* _RICHIESTA SCRITTA A_
Trascrivi sotto forma di tabella Markdown, con le colonne "Num" e "Testo", le righe delle voci a partire dall'inizio fino alla riga che contiene "POLYGON ((273 131, 270", entrambe incluse, numerando ogni riga e tralasciando quelle vuote.

* _ESTRATTO SELEZIONATO_
........

News
"Spazi confinati: come identificarli?"
fonte www.puntosicuro.it / Sicurezza
27/03/2014 - A distanza di oltre un anno dalla sua entrata in vigore, è ancora molto
ampio il dibattito su quali ambiti possano essere considerati “ ambiente sospetto di inquinamento o confinato” e si evidenzia come ogni organizzazione interpreti quanto previsto dal D.P.R. 177/2011 secondo valutazioni più o meno restrittive.
Peraltro, più che la ricerca di
una classificazione dell’ambito operativo quale precondizione per applicare
adeguatamente qualsiasi misura di prevenzione e protezione, da individuarsi a
seguito di una corretta identificazione e valutazione dei rischi in molti casi,
quanto in corso, sembra assumere più che altro un modo per costituire una
posizione di tutela cautelare preventiva a prescindere dall’effettivo livello
di rischio presente o prevedibile.
D’altra parte proprio la
pedissequa applicazione di quanto previsto dal Decreto favorisce questa
posizione. Infatti, qual è la
definizione
di questi specifici luoghi di lavoro presente nell’ambito del Decreto la
cui identificazione fa scattare l’obbligo di qualificazione da parte di chi
deve accedervi per compiere delle attività?

........

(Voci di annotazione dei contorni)
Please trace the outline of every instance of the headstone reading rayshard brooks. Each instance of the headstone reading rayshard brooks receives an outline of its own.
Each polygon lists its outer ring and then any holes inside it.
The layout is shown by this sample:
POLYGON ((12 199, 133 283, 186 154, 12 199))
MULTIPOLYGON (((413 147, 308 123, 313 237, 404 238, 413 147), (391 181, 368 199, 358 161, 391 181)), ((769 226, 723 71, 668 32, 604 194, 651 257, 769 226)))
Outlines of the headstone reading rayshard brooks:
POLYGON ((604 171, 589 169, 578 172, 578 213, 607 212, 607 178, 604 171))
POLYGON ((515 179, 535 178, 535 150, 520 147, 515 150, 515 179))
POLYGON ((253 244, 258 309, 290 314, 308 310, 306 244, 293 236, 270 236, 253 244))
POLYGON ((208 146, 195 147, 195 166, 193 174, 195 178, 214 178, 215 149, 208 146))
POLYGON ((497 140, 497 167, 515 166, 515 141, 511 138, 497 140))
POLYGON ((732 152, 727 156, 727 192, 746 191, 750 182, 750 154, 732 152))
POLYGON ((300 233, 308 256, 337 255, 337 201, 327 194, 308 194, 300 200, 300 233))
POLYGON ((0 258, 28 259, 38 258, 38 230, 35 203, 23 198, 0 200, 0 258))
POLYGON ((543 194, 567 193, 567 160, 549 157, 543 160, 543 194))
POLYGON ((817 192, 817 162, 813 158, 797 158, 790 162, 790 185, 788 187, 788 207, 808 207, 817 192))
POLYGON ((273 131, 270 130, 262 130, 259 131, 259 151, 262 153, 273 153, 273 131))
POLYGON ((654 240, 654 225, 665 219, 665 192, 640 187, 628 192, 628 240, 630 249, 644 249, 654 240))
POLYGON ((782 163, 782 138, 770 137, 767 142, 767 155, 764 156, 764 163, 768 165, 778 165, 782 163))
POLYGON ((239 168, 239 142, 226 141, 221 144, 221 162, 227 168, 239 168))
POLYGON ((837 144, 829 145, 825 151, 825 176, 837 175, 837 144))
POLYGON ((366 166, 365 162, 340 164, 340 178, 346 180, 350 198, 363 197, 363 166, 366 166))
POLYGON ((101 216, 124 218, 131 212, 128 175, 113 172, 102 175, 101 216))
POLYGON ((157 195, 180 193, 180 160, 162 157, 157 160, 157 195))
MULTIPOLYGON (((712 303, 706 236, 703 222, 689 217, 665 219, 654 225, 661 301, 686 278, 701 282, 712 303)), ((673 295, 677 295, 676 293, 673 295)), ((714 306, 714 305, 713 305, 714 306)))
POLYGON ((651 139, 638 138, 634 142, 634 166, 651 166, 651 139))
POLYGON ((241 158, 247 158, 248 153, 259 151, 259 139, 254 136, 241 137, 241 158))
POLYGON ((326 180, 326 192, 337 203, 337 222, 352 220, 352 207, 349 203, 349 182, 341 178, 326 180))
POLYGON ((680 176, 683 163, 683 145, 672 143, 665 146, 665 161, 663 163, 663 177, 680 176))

........

* _RICHIESTA SCRITTA B_
Aggiorna il passo del testo sugli spazi confinati che parte da "fonte www.puntosicuro.it /" e prosegue fino a "o meno restrittive.", riscrivendolo per intero con "dibattito" sostituito da "confronto".

* _RISPOSTA CORRETTA A_
| Num | Testo |
|---|---|
| 1 | Please trace the outline of every instance of the headstone reading rayshard brooks. Each instance of the headstone reading rayshard brooks receives an outline of its own. |
| 2 | Each polygon lists its outer ring and then any holes inside it. |
| 3 | The layout is shown by this sample: |
| 4 | POLYGON ((12 199, 133 283, 186 154, 12 199)) |
| 5 | MULTIPOLYGON (((413 147, 308 123, 313 237, 404 238, 413 147), (391 181, 368 199, 358 161, 391 181)), ((769 226, 723 71, 668 32, 604 194, 651 257, 769 226))) |
| 6 | Outlines of the headstone reading rayshard brooks: |
| 7 | POLYGON ((604 171, 589 169, 578 172, 578 213, 607 212, 607 178, 604 171)) |
| 8 | POLYGON ((515 179, 535 178, 535 150, 520 147, 515 150, 515 179)) |
| 9 | POLYGON ((253 244, 258 309, 290 314, 308 310, 306 244, 293 236, 270 236, 253 244)) |
| 10 | POLYGON ((208 146, 195 147, 195 166, 193 174, 195 178, 214 178, 215 149, 208 146)) |
| 11 | POLYGON ((497 140, 497 167, 515 166, 515 141, 511 138, 497 140)) |
| 12 | POLYGON ((732 152, 727 156, 727 192, 746 191, 750 182, 750 154, 732 152)) |
| 13 | POLYGON ((300 233, 308 256, 337 255, 337 201, 327 194, 308 194, 300 200, 300 233)) |
| 14 | POLYGON ((0 258, 28 259, 38 258, 38 230, 35 203, 23 198, 0 200, 0 258)) |
| 15 | POLYGON ((543 194, 567 193, 567 160, 549 157, 543 160, 543 194)) |
| 16 | POLYGON ((817 192, 817 162, 813 158, 797 158, 790 162, 790 185, 788 187, 788 207, 808 207, 817 192)) |
| 17 | POLYGON ((273 131, 270 130, 262 130, 259 131, 259 151, 262 153, 273 153, 273 131)) |

* _RISPOSTA CORRETTA B_
fonte www.puntosicuro.it / Sicurezza
27/03/2014 - A distanza di oltre un anno dalla sua entrata in vigore, è ancora molto
ampio il confronto su quali ambiti possano essere considerati “ ambiente sospetto di inquinamento o confinato” e si evidenzia come ogni organizzazione interpreti quanto previsto dal D.P.R. 177/2011 secondo valutazioni più o meno restrittive.